Print all of the lines exactly. Any picture among them stays out.

■ ■ ■

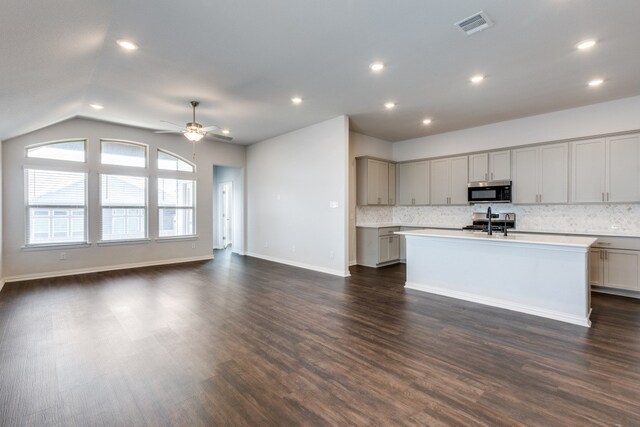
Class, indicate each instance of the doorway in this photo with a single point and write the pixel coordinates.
(225, 195)
(229, 220)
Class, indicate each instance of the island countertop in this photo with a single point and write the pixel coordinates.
(541, 239)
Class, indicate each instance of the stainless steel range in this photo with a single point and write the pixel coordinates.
(480, 221)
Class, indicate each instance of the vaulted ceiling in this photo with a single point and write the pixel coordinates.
(245, 59)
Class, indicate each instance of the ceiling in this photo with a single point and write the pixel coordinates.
(245, 59)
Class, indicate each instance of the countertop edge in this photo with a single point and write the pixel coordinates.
(515, 230)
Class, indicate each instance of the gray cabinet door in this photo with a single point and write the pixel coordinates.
(478, 167)
(623, 169)
(525, 175)
(588, 171)
(499, 165)
(421, 185)
(554, 173)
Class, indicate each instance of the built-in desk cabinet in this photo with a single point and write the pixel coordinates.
(413, 183)
(449, 178)
(615, 263)
(377, 246)
(376, 182)
(492, 166)
(606, 170)
(541, 174)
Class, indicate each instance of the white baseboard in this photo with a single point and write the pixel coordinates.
(61, 273)
(494, 302)
(301, 265)
(615, 291)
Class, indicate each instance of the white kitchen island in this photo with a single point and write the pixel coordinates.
(536, 274)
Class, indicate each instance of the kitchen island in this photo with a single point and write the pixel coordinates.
(542, 275)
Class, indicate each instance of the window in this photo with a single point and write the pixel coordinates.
(176, 207)
(124, 207)
(171, 162)
(73, 151)
(56, 207)
(122, 153)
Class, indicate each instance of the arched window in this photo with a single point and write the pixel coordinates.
(73, 150)
(176, 196)
(56, 201)
(172, 162)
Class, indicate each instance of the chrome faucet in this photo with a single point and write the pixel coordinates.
(490, 216)
(506, 217)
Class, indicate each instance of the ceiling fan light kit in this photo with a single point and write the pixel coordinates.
(194, 131)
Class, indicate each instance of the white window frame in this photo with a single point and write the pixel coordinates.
(124, 141)
(170, 171)
(52, 207)
(58, 141)
(177, 175)
(102, 207)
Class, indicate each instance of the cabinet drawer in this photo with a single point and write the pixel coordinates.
(387, 231)
(629, 243)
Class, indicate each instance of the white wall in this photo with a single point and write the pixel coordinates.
(291, 180)
(236, 177)
(19, 263)
(1, 230)
(361, 145)
(607, 117)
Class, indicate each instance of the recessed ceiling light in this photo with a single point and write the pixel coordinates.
(376, 66)
(586, 44)
(127, 44)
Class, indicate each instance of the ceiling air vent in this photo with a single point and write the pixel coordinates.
(478, 22)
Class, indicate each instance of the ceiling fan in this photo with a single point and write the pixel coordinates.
(193, 130)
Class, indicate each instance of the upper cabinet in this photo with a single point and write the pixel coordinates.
(493, 166)
(449, 178)
(392, 183)
(413, 185)
(606, 170)
(541, 174)
(373, 183)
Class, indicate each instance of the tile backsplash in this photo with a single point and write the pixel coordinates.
(603, 218)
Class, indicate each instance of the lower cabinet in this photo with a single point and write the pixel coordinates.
(377, 246)
(614, 268)
(388, 249)
(615, 263)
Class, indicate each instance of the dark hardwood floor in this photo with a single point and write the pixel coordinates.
(242, 341)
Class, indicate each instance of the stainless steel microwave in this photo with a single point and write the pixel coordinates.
(489, 192)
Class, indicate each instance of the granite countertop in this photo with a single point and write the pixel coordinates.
(597, 233)
(538, 239)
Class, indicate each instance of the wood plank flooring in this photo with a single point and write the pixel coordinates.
(242, 341)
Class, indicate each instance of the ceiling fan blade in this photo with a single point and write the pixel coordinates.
(171, 123)
(220, 137)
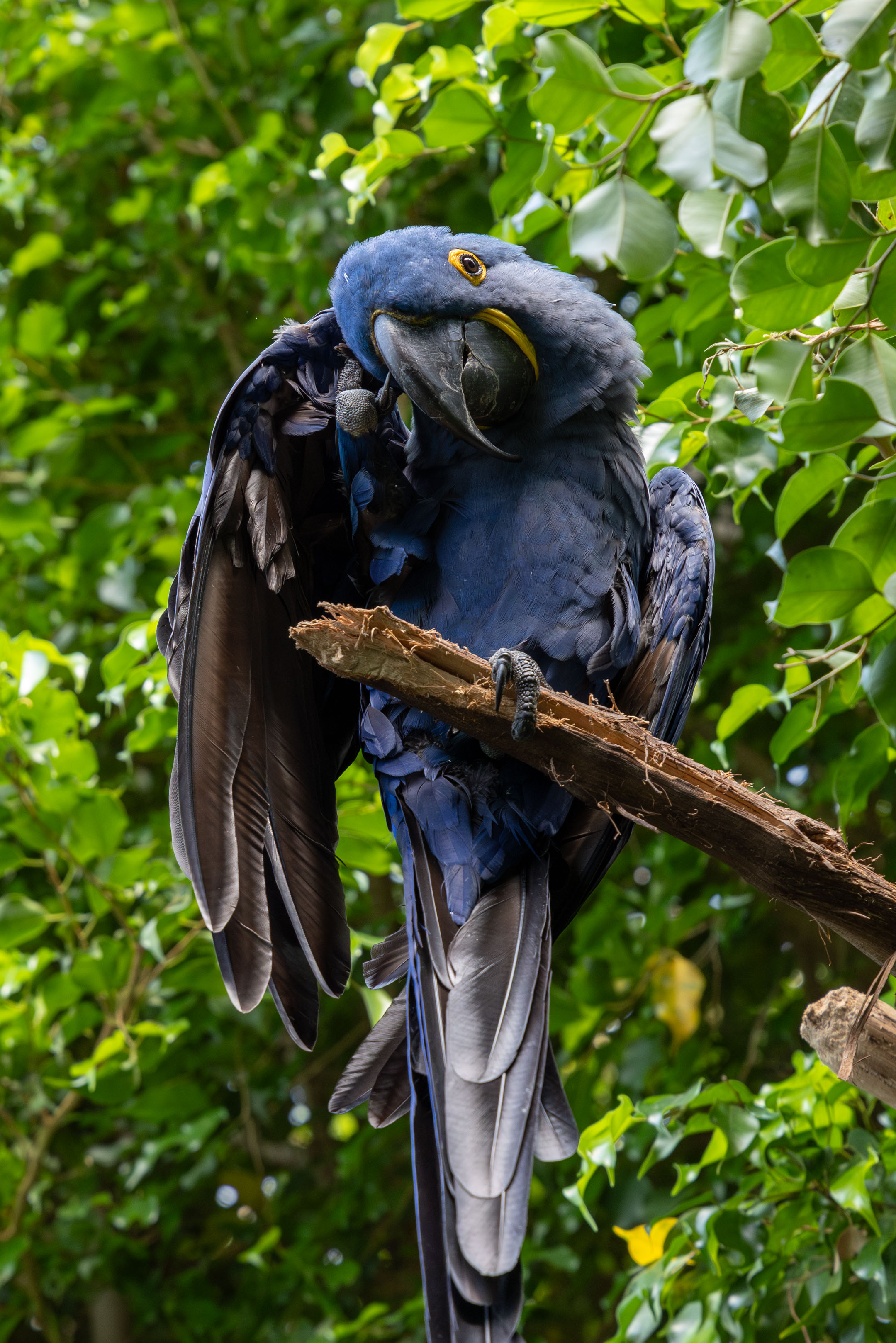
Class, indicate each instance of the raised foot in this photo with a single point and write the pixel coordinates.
(518, 669)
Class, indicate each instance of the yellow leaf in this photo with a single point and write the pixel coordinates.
(645, 1247)
(677, 988)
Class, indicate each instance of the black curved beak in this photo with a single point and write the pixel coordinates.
(426, 360)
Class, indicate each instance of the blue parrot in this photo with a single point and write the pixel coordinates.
(515, 519)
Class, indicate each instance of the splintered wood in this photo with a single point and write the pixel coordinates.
(828, 1025)
(613, 762)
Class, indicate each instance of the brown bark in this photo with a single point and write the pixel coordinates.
(614, 763)
(827, 1027)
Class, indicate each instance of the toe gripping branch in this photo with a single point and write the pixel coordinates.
(358, 410)
(520, 671)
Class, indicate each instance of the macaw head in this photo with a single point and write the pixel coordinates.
(496, 347)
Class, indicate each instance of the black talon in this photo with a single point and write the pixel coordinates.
(509, 667)
(386, 397)
(500, 673)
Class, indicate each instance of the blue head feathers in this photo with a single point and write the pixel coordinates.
(586, 354)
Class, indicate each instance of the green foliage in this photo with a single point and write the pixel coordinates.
(173, 185)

■ ■ ■

* [Worked answer]
Class, indicate each instance of the doorway in this photo with a single point and write the pixel coordinates.
(225, 195)
(229, 220)
Class, indicate each instance of the island countertop in this photo with a single point and write the pixel coordinates.
(541, 239)
Class, indicate each instance of the stainless steel range in this photo with a single point and write the pixel coordinates.
(480, 221)
Class, indicate each instance of the vaulted ceiling in this photo with a single point and write the pixel coordinates.
(245, 59)
Class, indicate each instance of the ceiling in this photo with a single point and write the pixel coordinates.
(245, 59)
Class, indicate each instance of the countertop edge in this photo with a single point and write the pixel coordinates.
(515, 230)
Class, indicate each instance of the gray cabinet door in this photo with a single point and write the pixel coordinates.
(478, 167)
(623, 169)
(525, 175)
(588, 171)
(499, 165)
(421, 185)
(554, 173)
Class, indicate each instance of the built-in desk cabinet in this photo with a single point and write the pixel coordinates.
(413, 183)
(449, 178)
(615, 263)
(377, 246)
(376, 182)
(492, 166)
(606, 170)
(541, 174)
Class, indicate each instance of the white baseboard in this photo with a single point and write the pixel coordinates.
(61, 273)
(494, 302)
(301, 265)
(615, 291)
Class, indicate each instance of the white kitchen island in this photo with a single point and write the pixel coordinates.
(536, 274)
Class, indicate each instance of the kitchen island in this photo with a single point and write the pixel coordinates.
(542, 275)
Class, indicate each instance of the window in this photo with a single point and write the pixel coordinates.
(176, 207)
(124, 207)
(171, 162)
(73, 151)
(56, 207)
(122, 153)
Class, indicate each instance of the arched window in this photo with a single point and write the pixel coordinates.
(73, 150)
(176, 196)
(56, 201)
(172, 162)
Class, indicate each instance of the chrome faucet in this photo with a single point and write the pixel coordinates.
(490, 216)
(506, 217)
Class, indicate each instance of the ceiling fan light kit in this photo with a single point and write the pixel coordinates.
(194, 131)
Class, indicate each instance of the white window frame in this photo with a single point and write the pixel coordinates.
(124, 141)
(170, 171)
(52, 207)
(58, 141)
(177, 175)
(102, 207)
Class, indicate each instance of the cabinet drawer in this photo with a single point and write the pixel coordinates.
(387, 231)
(629, 243)
Class, indicate each instance of the white wall in this photo with a single point and write the pixel coordinates.
(291, 180)
(236, 177)
(19, 263)
(1, 230)
(361, 145)
(607, 117)
Class, indicate each instance of the recessed ceiling light in this photo with a single point and write the pixel coordinates.
(376, 66)
(586, 44)
(127, 44)
Class, indicate each instance of the ceiling air vent in this photo with a single point and write the pixel coordinates.
(478, 22)
Class, indicate each instance of the ceiling fan in this photo with a single point and write the pixel coordinates.
(193, 130)
Class, indicate each instance of the upper cabinet in this photo with a single point and write the pixel coordinates.
(493, 166)
(449, 178)
(392, 183)
(413, 185)
(606, 170)
(541, 174)
(373, 183)
Class, indicate each instance of the tile backsplash in this photo with a single point and write the pixel coordinates.
(603, 218)
Class, indicate each instance of the lower cabinet in this photo with a single point and write the pixel coordinates.
(377, 246)
(614, 268)
(388, 249)
(615, 263)
Class, indicate each instance of the dark hardwood floor in this photo with a single point and write the pixel coordinates.
(242, 341)
Class, indicate each instance of the stainless steel microwave in this photo with a single point and write the pixel coordinates.
(489, 192)
Class, indicate each instance of the granite countertop in this photo with a single point and write the pixel coordinates.
(597, 233)
(538, 239)
Class, indicate each instance of the wood plank flooring in this photo with a single point and write the pixel coordinates.
(242, 341)
Class, indicate each instance of the ceiling fan blade in this photo with a single point and write the pixel coordinates.
(171, 123)
(220, 137)
Class, indicate each instance of the raised foot in this photo with a single point and write the pixel coordinates.
(518, 669)
Class, indicate each instance of the yellow leaf in this photo with a single point and write the pixel coordinates.
(645, 1247)
(677, 988)
Class, indicate each instance of the black curved beak in this photo with a single point and write the pixel coordinates.
(426, 360)
Class, indicate each instance of the blue parrot in this photo with a single point and write the pixel coordinates.
(515, 519)
Class, indicate each instance of the splintered wood in this photo with a single point and write the pixel coordinates.
(828, 1025)
(613, 762)
Class, indicate each instance of the brown bark in this photo with a single point and write the pixel coordinates.
(614, 763)
(827, 1027)
Class, indicate each instance of the toe gripping branch in this photo with a single point and write the pixel coordinates.
(358, 410)
(520, 671)
Class, indicate each instance of the macaw head in this photo with a single point and write the pixel coordinates.
(496, 347)
Class, indicate each instance of the black talon in this photo with a single point and write the pixel coordinates.
(509, 667)
(386, 397)
(500, 673)
Class, indicate each instance of the blue head feathers in this photo with a single point and write the pixel coordinates.
(586, 354)
Class, indicate each instance of the green foliage in this photo with a single point and write the pixel coordinates.
(173, 185)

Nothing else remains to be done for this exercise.